### [Data]
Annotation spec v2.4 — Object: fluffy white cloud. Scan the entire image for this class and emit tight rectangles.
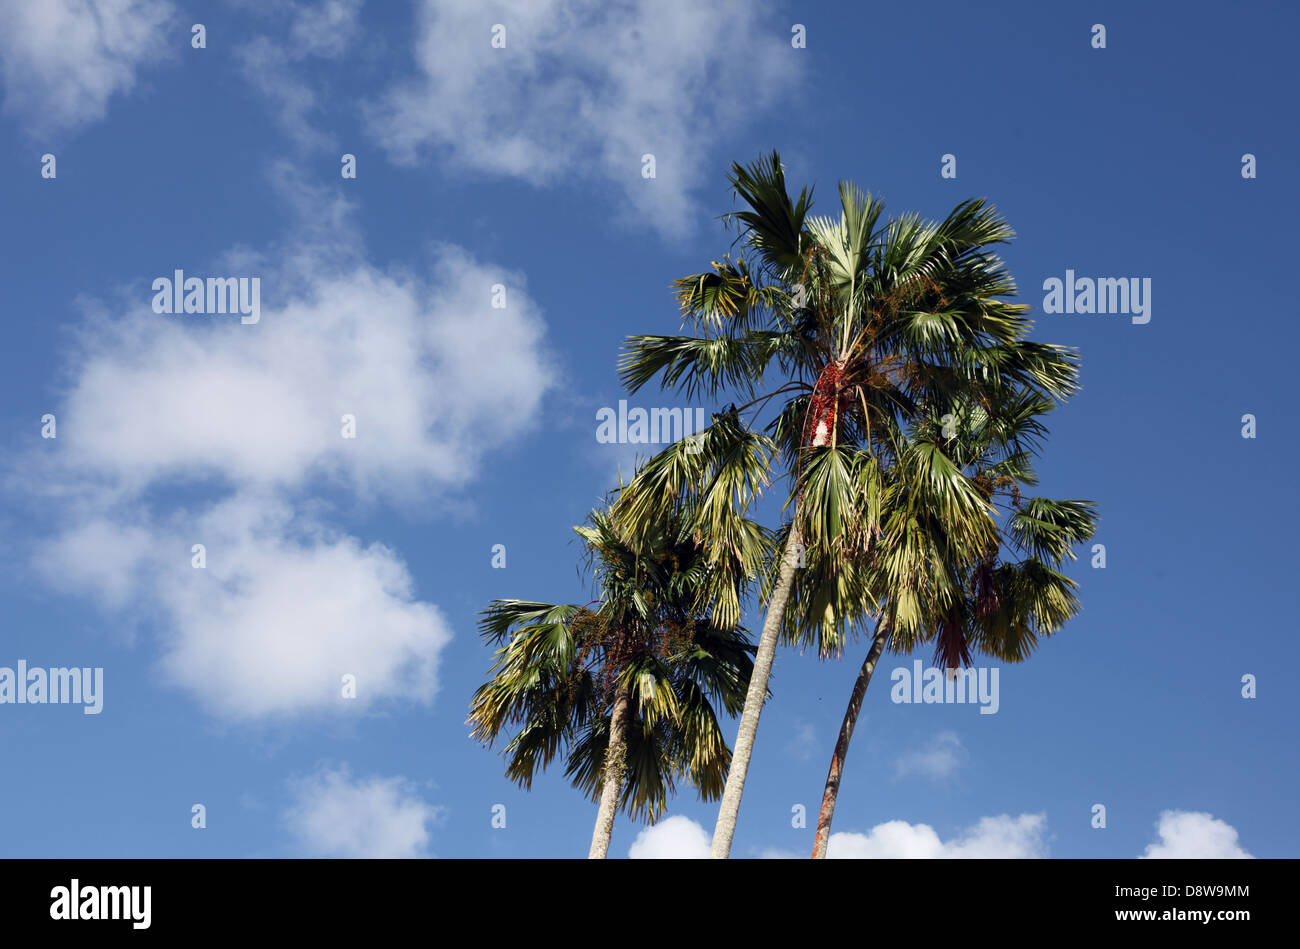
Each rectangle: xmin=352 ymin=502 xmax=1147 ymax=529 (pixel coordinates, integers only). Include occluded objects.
xmin=755 ymin=809 xmax=1253 ymax=860
xmin=827 ymin=814 xmax=1049 ymax=859
xmin=1140 ymin=811 xmax=1253 ymax=859
xmin=0 ymin=0 xmax=175 ymax=135
xmin=894 ymin=730 xmax=966 ymax=781
xmin=38 ymin=494 xmax=452 ymax=719
xmin=26 ymin=173 xmax=556 ymax=721
xmin=285 ymin=765 xmax=438 ymax=857
xmin=50 ymin=247 xmax=552 ymax=498
xmin=627 ymin=815 xmax=712 ymax=859
xmin=651 ymin=812 xmax=1048 ymax=860
xmin=368 ymin=0 xmax=799 ymax=237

### [Problem statement]
Each entry above must be duplicated precisely; none of the pictures may be included.

### [Output of the exercise]
Annotation spec v2.4 — Object: fluffy white cloud. Scan the entire image for this class and emit tight rectangles.
Each rectangle: xmin=352 ymin=502 xmax=1147 ymax=529 (pixel coordinates, integers only). Include occluded objects.
xmin=755 ymin=809 xmax=1253 ymax=860
xmin=827 ymin=814 xmax=1049 ymax=859
xmin=1140 ymin=811 xmax=1253 ymax=859
xmin=0 ymin=0 xmax=175 ymax=135
xmin=894 ymin=730 xmax=966 ymax=781
xmin=38 ymin=494 xmax=452 ymax=719
xmin=26 ymin=173 xmax=556 ymax=721
xmin=285 ymin=765 xmax=438 ymax=857
xmin=50 ymin=247 xmax=552 ymax=498
xmin=627 ymin=815 xmax=712 ymax=859
xmin=651 ymin=812 xmax=1048 ymax=860
xmin=368 ymin=0 xmax=799 ymax=237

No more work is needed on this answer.